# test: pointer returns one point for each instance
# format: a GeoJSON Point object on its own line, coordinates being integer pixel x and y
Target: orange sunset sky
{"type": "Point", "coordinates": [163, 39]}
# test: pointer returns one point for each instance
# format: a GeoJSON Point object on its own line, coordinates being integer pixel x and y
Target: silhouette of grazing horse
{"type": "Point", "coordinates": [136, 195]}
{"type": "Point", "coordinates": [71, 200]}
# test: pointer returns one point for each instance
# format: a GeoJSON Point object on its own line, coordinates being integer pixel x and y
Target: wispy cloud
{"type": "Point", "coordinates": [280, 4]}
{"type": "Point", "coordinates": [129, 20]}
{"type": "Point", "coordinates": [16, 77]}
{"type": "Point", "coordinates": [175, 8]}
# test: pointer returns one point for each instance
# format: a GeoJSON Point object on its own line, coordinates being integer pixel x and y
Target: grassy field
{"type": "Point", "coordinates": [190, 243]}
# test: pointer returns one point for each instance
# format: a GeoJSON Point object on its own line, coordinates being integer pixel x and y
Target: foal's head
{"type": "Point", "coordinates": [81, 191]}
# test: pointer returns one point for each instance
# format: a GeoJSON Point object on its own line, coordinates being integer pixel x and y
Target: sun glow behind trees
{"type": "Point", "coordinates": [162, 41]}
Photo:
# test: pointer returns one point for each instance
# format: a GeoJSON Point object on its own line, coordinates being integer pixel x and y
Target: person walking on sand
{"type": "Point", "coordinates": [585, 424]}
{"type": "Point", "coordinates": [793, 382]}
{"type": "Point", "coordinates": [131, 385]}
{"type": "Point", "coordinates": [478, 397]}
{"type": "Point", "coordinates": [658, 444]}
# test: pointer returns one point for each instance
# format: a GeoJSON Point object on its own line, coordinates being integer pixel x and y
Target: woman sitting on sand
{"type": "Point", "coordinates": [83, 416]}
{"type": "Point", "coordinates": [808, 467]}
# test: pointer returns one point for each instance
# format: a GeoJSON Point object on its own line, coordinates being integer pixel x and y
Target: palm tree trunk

▶ [Given instruction]:
Find each line in the entries above that contains the string "Target" and copy those lines out in full.

▶ [Finished task]:
Target: orange sunset sky
Target: silhouette of grazing horse
Target: wispy cloud
Target: grassy field
Target: foal's head
Target: sun glow behind trees
Target: person walking on sand
Target: woman sitting on sand
Target: palm tree trunk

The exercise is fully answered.